REQUIREMENTS: Locate every line in the listing below that contains the word "background" and reproduce each such line in full.

-- START OF EXTRACTED DATA --

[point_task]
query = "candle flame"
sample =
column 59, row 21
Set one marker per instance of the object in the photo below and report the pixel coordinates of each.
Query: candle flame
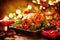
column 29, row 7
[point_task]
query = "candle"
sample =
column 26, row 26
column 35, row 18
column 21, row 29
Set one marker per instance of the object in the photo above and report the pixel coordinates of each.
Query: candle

-- END OF EXTRACTED DATA --
-- START OF EXTRACTED DATA --

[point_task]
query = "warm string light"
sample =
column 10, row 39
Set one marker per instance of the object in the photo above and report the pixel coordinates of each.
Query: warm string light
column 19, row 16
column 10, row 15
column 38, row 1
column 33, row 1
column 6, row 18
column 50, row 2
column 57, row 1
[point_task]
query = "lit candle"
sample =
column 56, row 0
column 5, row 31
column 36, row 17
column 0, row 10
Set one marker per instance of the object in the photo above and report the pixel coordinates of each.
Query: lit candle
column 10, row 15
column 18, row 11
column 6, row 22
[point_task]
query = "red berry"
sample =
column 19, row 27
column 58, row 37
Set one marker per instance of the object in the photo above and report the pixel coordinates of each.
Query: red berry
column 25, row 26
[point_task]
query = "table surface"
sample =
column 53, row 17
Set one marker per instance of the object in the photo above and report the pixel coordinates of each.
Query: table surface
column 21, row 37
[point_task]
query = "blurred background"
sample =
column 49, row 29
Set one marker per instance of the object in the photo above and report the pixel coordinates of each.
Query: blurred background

-- END OF EXTRACTED DATA --

RESULT:
query = "blurred background"
Query: blurred background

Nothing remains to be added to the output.